• [What is being asked]:
Write out the stretch of the listing below from the line containing "Where can the metal" through the line containing "(645, 1023)" as a JSON list of strings, one string per line, leaving out blank lines.
┌─ Available data
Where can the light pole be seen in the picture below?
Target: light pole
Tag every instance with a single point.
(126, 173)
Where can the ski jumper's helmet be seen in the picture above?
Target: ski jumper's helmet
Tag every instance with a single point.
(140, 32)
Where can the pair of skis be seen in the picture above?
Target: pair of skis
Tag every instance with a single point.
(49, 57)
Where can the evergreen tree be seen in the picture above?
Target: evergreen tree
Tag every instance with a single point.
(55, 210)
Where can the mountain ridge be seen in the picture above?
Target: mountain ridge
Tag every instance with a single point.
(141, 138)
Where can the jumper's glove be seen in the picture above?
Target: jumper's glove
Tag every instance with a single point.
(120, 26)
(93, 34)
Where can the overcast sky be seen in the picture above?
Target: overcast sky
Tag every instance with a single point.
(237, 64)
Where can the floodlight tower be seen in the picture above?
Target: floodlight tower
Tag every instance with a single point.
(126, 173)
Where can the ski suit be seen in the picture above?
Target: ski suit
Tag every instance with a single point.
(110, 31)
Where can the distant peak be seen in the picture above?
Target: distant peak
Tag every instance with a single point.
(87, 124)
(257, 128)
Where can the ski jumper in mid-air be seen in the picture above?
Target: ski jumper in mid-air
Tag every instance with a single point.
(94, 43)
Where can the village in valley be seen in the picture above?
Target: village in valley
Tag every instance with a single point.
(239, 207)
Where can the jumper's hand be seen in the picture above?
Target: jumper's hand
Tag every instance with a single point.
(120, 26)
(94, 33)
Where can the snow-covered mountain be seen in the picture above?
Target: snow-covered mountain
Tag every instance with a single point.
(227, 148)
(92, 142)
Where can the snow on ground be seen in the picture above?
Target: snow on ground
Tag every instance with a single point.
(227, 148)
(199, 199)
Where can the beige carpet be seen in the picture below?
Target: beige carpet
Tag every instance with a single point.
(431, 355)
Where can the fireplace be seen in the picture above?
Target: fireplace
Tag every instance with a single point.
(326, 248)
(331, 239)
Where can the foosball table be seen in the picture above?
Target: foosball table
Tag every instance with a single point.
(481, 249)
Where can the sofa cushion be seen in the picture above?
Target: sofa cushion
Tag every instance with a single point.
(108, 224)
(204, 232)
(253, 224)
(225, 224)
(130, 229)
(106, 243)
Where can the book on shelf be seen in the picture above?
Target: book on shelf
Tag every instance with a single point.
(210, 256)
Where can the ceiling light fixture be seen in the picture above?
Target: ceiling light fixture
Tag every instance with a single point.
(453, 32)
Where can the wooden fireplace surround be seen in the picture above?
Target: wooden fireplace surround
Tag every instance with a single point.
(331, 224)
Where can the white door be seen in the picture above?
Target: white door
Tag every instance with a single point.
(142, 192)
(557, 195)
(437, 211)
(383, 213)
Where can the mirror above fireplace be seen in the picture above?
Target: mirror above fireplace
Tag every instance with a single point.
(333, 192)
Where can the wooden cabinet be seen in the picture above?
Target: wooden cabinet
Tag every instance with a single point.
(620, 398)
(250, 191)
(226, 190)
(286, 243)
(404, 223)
└─
┌─ Available data
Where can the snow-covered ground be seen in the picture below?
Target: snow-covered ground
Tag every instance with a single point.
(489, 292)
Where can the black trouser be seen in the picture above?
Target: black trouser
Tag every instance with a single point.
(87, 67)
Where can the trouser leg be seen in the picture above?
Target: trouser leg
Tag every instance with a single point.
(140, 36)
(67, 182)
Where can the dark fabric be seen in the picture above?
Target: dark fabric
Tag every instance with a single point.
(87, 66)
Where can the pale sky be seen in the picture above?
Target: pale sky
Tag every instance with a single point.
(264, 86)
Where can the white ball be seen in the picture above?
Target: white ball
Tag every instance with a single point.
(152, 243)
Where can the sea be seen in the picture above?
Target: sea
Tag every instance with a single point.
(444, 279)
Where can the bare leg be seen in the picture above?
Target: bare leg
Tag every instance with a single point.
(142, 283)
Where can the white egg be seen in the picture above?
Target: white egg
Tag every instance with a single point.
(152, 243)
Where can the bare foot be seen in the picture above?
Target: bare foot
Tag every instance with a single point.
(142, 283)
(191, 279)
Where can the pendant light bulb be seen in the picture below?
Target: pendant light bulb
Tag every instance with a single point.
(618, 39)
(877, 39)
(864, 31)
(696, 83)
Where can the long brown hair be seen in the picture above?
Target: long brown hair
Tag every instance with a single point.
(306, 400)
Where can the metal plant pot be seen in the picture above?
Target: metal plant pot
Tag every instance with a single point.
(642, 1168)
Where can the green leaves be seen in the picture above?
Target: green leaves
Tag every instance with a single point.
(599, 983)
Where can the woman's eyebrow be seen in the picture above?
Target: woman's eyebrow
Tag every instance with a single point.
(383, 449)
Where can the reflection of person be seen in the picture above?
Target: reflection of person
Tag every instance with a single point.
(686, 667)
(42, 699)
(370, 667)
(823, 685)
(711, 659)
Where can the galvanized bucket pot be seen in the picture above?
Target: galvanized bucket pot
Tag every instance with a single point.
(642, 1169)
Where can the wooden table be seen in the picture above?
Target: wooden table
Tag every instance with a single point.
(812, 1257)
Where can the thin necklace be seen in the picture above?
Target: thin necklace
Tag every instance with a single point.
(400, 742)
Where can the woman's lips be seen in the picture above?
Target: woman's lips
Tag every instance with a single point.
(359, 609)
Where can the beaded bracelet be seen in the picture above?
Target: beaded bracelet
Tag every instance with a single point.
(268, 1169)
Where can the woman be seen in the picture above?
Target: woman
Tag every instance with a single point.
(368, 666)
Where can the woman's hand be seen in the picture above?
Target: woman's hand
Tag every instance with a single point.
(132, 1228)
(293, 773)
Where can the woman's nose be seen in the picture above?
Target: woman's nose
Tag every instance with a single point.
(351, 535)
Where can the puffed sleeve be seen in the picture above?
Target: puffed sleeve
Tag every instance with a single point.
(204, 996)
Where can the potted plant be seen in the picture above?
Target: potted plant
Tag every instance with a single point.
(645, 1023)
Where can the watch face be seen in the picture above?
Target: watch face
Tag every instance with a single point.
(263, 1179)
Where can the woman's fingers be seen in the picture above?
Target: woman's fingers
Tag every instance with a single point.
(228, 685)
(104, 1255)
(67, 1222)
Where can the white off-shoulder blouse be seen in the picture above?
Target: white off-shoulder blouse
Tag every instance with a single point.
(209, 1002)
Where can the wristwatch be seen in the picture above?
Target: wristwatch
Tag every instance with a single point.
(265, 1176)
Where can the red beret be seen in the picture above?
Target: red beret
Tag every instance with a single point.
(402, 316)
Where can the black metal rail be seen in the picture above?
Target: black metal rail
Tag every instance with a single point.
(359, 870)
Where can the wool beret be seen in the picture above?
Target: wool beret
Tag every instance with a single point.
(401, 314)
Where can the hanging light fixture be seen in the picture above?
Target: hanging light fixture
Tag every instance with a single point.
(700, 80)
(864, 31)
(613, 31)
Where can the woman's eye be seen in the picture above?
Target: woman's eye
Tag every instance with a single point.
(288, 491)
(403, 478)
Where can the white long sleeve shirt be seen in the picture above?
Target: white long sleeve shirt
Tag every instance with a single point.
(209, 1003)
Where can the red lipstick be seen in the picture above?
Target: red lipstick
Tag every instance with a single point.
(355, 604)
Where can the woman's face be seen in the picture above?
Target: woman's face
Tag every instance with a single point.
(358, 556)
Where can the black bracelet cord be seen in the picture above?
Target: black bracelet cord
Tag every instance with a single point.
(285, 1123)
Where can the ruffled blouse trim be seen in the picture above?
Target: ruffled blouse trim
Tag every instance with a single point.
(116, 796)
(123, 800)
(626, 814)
└─
┌─ Available data
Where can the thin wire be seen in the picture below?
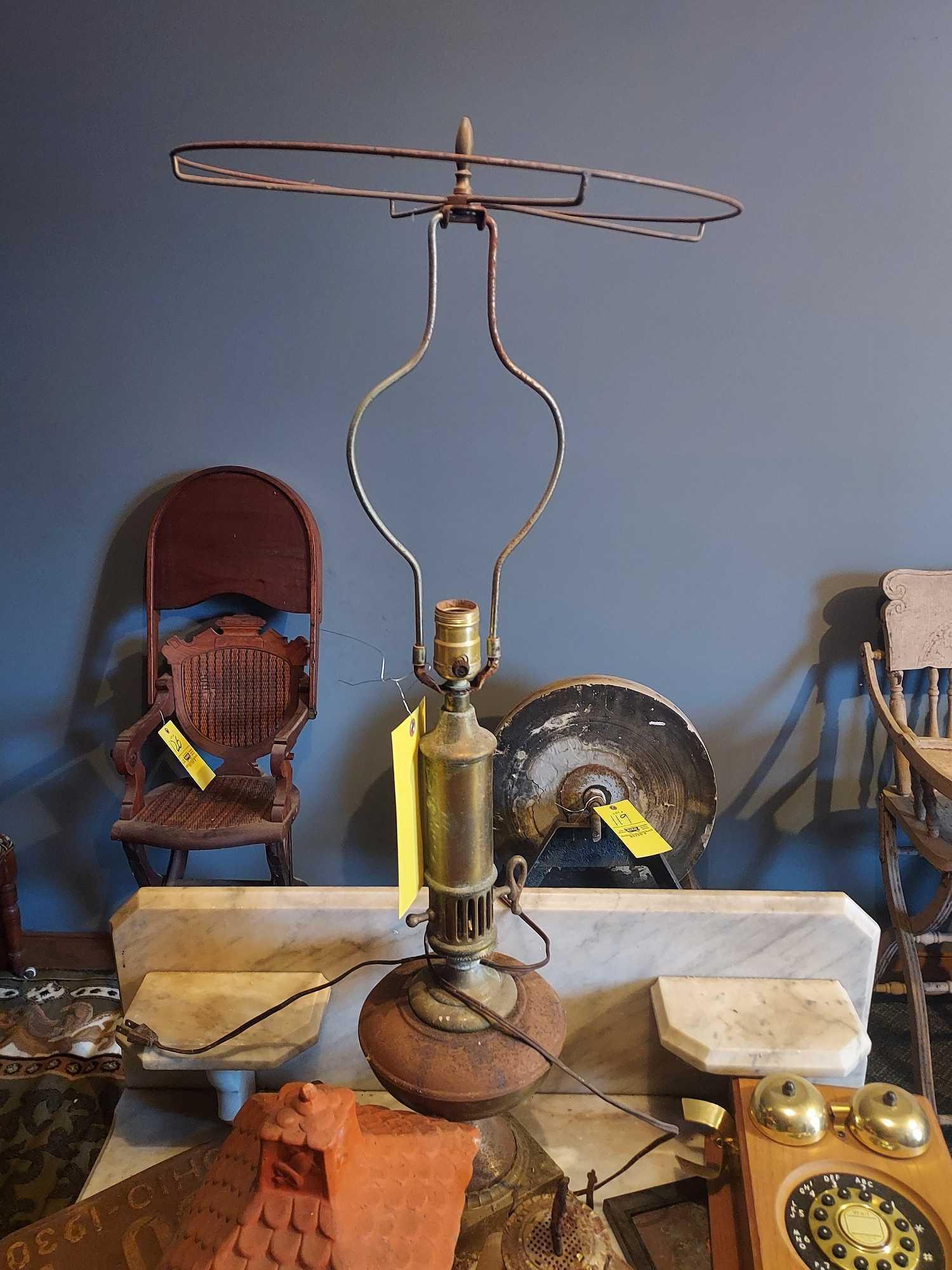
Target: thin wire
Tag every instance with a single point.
└─
• [Result for this task]:
[
  "Where can the metal plant pot be seen in the picture above?",
  "Target: metal plant pot",
  "Tag every instance with a single point.",
  "(642, 1168)",
  "Where can the green leaves be seen in the picture above?",
  "Target: green leaves",
  "Tag every instance with a single point.",
  "(599, 983)",
  "Where can the woman's eyebrow be seen in the picture above?",
  "Target: woman's eyebrow",
  "Tag every instance with a single point.",
  "(383, 449)",
  "Where can the reflection of person be seen in the picture above?",
  "Target: reflection of person",
  "Tag every instance with a single point.",
  "(686, 667)",
  "(42, 699)",
  "(370, 667)",
  "(823, 685)",
  "(711, 659)",
  "Where can the galvanized bucket pot be seen in the picture above?",
  "Target: galvanized bucket pot",
  "Tag every instance with a single point.",
  "(642, 1169)",
  "Where can the wooden table be seen in the picture above?",
  "Target: wooden table",
  "Tag every instance with a single point.",
  "(812, 1257)",
  "Where can the thin necklace be seen in the picture above?",
  "Target: thin necklace",
  "Tag every instance with a single point.",
  "(400, 742)",
  "Where can the woman's lips be seen in the picture above?",
  "Target: woman's lips",
  "Tag every instance with a single point.",
  "(359, 609)",
  "Where can the beaded bracelet be seen in the picture above?",
  "Target: beaded bracelet",
  "Tag every instance with a single point.",
  "(268, 1169)",
  "Where can the woman be seen in the picture above?",
  "Target: woman",
  "Tag every instance with a single point.",
  "(368, 666)",
  "Where can the woman's hand be seen in the picture above?",
  "Target: woman's hand",
  "Tag every instance with a single point.",
  "(132, 1228)",
  "(293, 773)",
  "Where can the woman's nose be seen in the picture above?",
  "Target: woman's nose",
  "Tag every instance with a single point.",
  "(351, 535)",
  "Where can the puffed sleeve be seen in the picture above?",
  "Target: puffed sleeve",
  "Tag every instance with a single point.",
  "(204, 996)",
  "Where can the potted plant be seen in the picture above?",
  "Target: potted plant",
  "Tag every instance with a single point.",
  "(645, 1023)"
]